▸ **WRITTEN EXERCISE A**: From the listing below, pick out every line that contains the word "wall", and copy each one. Case counts.

It is a particularly important object of the invention to provide a new and improved parking tool for use in pumpdown completion systems in oil and gas wells. It is another object of the invention to provide a parking tool for pumpdown well completion systems which permits the operation of a pumpdown tool train having one section which includes piston units of a first larger size and another section arranged in tandem which includes piston units of a smaller size so that the larger size piston units are used to pump the tool train through the portion of a flowline formed of larger tubing while the section of the tool train having the smaller size piston units is released from and relatched with the section having the larger size units for servicing the smaller size tubing of the flowline leading into the well bore.
In accordance with a further object of the invention, a pumpdown tool train having one section of larger size piston units and a second section of smaller size piston units includes a parking tool which couples the two sizes of piston units together and releases and relocks the sections of the tool string at a landing nipple located at the transition between two sizes of flowline leading to a well.
In accordance with the invention there is provided a parking tool for use in a pumpdown tool string having two different size sections including a tubular body mandrel having a connector at a first end for securing the tool with the section of the tool string having the larger piston units and connected at the second opposite end with an annular locking collet having a head portion provided with an external annular locking surface and collet finger portions for releasably coupling with the section of the tool train including smaller piston units, an outer body telescoped over the inner mandrel for longitudinal relative movement between the inner mandrel and the outer body including a central collet section co-engageable with said locking surface around said inner mandrel collet for releasably locking said tool in a landing nipple and an annular locking foot portion below the collet co-engageable with the central mandrel collet for holding the central mandrel collet compressed around a locking ball on the smaller section of the tool train when the two sections are coupled together by the tool. The parking tool permits pumpdown of a tool train having piston units of different diameters and allows the landing and locking of the section of the train having the larger diameter units at a landing nipple located at the transition between the two sizes of tubing strings while the section of the tool train having the smaller units is released and pumped into the smaller flowline in the well for servicing the well. When well servicing is completed, the smaller section of the tool train is returned to the landing nipple at the transition between the tubing strings, recoupled with the larger section of the tool train by means of the parking tool, and the complete tool train is returned to the service facility in the larger size section of the flowline.

▸ **WRITTEN EXERCISE B**: In the parking tool passage above, where is the landing nipple located?

▸ **EXTRACTED MATERIAL**:
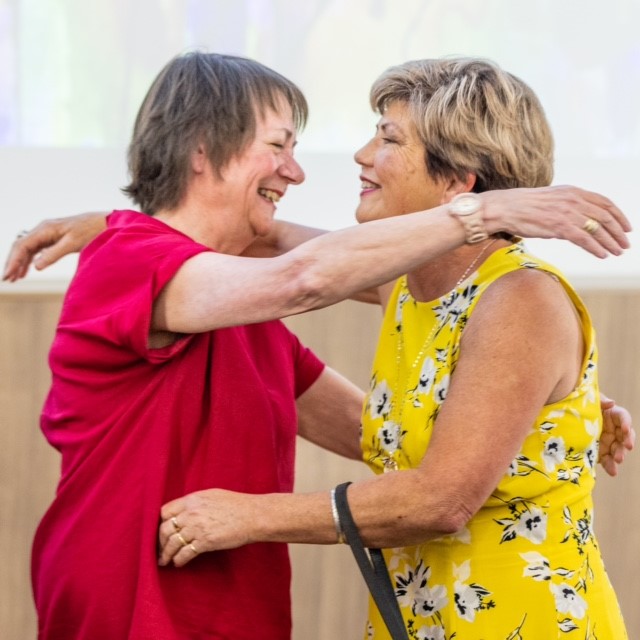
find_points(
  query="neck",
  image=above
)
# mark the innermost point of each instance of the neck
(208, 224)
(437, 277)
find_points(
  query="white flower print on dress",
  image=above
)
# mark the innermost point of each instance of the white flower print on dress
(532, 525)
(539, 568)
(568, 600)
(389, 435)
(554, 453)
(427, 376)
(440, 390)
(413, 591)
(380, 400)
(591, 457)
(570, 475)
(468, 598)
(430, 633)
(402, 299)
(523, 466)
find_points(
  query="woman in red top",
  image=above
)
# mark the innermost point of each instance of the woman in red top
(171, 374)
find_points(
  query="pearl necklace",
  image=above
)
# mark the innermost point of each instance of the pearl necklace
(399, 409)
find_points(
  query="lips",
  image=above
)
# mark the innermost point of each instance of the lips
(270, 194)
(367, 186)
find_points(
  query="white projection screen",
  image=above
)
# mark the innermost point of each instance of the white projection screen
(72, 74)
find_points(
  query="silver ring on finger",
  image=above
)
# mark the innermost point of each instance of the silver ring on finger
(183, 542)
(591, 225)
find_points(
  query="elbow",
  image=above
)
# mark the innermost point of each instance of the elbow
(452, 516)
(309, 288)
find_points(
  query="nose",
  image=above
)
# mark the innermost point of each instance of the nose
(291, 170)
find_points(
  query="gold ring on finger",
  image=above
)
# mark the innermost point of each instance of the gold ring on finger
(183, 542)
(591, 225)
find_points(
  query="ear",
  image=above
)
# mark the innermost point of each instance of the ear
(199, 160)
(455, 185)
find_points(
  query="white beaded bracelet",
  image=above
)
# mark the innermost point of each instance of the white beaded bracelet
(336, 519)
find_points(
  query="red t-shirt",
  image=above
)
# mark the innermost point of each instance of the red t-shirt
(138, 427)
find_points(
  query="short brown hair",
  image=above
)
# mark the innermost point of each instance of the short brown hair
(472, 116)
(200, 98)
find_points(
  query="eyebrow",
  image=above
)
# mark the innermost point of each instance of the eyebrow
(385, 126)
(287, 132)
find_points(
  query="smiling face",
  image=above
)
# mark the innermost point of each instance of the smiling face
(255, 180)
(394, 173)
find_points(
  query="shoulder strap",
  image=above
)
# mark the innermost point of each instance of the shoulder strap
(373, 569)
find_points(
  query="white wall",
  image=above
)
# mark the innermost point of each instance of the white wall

▸ **CORRECT RESPONSE A**:
  query="white wall",
# mark the innermost point of each instance of the white wall

▸ **CORRECT RESPONSE B**: At the transition between the two sizes of flowline leading to a well.